Work item:
Lines from the one containing "of the briefcase" through the last line of the data below are to be returned exactly; leave out the rest.

-- -- --

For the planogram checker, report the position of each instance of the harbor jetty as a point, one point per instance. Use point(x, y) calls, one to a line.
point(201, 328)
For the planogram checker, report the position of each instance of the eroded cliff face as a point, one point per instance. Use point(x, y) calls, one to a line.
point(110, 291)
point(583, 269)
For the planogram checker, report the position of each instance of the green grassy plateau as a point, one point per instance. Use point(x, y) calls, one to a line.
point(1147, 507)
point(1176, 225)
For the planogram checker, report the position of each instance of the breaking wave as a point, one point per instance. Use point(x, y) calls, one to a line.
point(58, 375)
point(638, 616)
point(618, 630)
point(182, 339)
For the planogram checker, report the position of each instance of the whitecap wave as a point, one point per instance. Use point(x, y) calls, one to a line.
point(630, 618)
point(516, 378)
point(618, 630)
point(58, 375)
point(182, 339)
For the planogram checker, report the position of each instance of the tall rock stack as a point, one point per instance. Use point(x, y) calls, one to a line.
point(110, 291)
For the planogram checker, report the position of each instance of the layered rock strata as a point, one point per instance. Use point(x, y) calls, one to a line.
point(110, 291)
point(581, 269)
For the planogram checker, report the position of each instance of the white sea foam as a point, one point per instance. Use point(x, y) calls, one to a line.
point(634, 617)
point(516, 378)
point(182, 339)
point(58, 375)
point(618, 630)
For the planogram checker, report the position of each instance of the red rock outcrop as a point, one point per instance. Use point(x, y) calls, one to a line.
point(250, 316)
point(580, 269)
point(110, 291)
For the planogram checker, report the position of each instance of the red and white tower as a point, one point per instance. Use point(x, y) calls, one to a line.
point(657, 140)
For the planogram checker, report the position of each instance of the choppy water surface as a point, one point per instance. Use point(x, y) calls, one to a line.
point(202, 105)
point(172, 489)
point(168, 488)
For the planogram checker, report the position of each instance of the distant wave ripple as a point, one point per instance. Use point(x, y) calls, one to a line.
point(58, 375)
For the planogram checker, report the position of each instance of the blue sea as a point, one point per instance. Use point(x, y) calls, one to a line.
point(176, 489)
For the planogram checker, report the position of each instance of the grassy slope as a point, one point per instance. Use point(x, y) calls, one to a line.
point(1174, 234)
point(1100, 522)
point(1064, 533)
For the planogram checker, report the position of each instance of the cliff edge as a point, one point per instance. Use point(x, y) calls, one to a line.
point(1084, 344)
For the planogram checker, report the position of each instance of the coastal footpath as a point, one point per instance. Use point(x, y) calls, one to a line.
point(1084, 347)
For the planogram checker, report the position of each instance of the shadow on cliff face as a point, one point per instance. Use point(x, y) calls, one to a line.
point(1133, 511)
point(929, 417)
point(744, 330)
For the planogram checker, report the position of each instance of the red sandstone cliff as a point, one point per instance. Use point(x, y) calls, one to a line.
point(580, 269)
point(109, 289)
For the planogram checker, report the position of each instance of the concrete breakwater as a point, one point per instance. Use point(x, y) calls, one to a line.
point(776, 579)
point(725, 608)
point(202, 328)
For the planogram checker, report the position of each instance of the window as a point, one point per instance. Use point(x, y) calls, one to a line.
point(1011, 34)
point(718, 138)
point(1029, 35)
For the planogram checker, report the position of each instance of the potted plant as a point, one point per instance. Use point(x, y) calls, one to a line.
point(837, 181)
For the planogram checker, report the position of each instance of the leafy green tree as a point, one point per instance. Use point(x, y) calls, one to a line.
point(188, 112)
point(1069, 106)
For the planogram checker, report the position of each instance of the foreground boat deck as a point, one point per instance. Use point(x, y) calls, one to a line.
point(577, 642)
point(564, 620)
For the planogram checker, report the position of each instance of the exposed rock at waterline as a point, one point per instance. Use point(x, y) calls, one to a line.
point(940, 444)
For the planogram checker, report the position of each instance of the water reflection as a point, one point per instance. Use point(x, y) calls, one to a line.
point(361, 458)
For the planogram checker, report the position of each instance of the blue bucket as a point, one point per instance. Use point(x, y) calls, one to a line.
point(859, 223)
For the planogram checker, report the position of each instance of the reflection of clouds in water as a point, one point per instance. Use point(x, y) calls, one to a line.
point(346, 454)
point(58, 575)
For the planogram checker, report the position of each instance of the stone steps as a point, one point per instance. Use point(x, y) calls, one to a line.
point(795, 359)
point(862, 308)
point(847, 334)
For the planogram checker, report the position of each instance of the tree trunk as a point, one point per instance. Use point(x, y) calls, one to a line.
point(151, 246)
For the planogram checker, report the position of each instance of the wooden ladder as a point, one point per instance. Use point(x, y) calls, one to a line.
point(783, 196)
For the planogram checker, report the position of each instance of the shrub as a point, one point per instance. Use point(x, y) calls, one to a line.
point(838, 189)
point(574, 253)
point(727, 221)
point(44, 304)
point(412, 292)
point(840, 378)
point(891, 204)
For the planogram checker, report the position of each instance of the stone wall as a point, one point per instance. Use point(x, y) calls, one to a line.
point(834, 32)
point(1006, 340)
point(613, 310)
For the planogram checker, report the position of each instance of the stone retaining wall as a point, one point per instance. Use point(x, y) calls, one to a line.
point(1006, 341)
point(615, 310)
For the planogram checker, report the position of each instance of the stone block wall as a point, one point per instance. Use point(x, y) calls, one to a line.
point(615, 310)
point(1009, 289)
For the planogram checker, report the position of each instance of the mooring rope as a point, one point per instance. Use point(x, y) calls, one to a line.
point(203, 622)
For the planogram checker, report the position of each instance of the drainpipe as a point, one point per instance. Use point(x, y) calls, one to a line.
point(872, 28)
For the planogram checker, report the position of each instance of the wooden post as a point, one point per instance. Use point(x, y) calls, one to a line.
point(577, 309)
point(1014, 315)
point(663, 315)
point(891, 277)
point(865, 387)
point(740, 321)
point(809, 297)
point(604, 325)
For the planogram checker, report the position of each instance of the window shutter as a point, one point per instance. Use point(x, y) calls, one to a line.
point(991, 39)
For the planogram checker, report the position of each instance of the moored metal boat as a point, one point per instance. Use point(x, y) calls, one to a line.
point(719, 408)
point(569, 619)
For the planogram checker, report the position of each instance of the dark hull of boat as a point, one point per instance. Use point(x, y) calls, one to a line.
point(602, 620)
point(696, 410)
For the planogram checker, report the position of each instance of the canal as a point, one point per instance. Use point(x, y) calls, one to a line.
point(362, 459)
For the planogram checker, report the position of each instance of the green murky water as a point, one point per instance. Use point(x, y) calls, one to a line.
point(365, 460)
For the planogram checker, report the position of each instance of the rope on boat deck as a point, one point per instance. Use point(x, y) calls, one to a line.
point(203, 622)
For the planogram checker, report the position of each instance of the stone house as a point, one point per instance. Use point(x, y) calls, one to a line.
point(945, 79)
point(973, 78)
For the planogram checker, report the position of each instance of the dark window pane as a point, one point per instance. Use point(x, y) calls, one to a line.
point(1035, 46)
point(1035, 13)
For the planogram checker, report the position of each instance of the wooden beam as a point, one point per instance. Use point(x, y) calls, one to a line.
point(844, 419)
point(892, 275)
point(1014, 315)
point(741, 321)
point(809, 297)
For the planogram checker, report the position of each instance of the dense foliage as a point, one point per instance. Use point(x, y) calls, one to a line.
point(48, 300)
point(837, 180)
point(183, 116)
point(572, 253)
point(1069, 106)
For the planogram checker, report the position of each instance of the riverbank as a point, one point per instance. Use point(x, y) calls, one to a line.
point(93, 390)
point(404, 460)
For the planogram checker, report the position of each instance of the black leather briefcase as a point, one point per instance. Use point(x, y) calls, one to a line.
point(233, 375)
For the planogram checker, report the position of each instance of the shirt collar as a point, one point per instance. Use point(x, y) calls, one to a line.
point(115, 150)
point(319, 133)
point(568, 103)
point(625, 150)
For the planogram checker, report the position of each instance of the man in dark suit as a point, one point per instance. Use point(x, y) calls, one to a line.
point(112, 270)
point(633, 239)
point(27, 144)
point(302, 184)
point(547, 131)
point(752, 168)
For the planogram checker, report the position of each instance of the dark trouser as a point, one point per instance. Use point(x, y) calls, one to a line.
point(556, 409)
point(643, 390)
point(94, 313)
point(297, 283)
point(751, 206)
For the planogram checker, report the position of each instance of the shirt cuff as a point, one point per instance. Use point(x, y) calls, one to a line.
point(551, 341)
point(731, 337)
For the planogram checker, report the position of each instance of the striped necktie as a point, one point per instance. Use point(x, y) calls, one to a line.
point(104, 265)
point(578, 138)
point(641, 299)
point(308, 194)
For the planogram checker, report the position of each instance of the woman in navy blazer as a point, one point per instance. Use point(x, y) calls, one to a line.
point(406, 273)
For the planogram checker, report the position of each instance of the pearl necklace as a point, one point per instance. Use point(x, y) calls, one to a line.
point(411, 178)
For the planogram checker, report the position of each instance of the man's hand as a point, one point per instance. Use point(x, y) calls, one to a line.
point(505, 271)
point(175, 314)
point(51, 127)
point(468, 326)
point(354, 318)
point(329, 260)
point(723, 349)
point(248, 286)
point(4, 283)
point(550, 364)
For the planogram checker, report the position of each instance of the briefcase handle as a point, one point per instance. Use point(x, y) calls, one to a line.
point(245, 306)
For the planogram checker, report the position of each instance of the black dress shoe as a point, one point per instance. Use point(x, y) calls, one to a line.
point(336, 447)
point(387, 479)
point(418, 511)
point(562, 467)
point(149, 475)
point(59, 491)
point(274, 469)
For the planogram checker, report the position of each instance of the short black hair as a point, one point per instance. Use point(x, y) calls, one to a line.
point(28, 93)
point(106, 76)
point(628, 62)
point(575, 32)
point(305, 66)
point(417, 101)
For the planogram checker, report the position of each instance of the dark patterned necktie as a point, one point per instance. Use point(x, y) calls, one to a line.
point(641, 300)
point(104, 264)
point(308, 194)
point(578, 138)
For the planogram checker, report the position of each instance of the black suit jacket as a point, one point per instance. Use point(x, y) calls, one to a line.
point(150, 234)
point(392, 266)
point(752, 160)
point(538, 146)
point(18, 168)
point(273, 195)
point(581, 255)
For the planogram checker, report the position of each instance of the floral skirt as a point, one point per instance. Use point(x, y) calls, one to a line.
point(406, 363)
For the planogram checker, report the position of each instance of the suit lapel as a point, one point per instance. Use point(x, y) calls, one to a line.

-- -- --

Response area:
For the planogram checker, report the position of each instance of the briefcase handle as a point, one point per instance. Use point(x, y) calls, one to a line.
point(245, 306)
For the planogram checker, report the position of each instance of the black dress shoe as a point, one point per instance. Use point(x, y) calls, one to a line.
point(336, 447)
point(387, 479)
point(418, 511)
point(562, 467)
point(149, 475)
point(59, 491)
point(274, 469)
For the planogram checker, report the position of each instance of the short black hair as a point, one point per instance. Use point(x, y) calls, one to a line.
point(28, 93)
point(106, 76)
point(628, 62)
point(575, 32)
point(305, 66)
point(417, 101)
For the planogram checker, report the position of each instance of the dark patterned necktie as a point, one point per instance. Use point(x, y) calls, one to a line.
point(641, 300)
point(104, 264)
point(308, 194)
point(578, 138)
For the planogram checker, report the position of each instance of the black suit jacket as a point, one point per instance. Use point(x, y) calls, one to a line.
point(150, 234)
point(392, 266)
point(752, 160)
point(538, 146)
point(18, 168)
point(273, 195)
point(581, 255)
For the planogram checker, report the position of each instance of the floral skirt as a point, one point per instance. Use point(x, y) calls, one to a line.
point(406, 363)
For the planogram checker, report the position of each instance of the suit lapel as a point, one point per instance. Use point(x, y) calls, one to a line.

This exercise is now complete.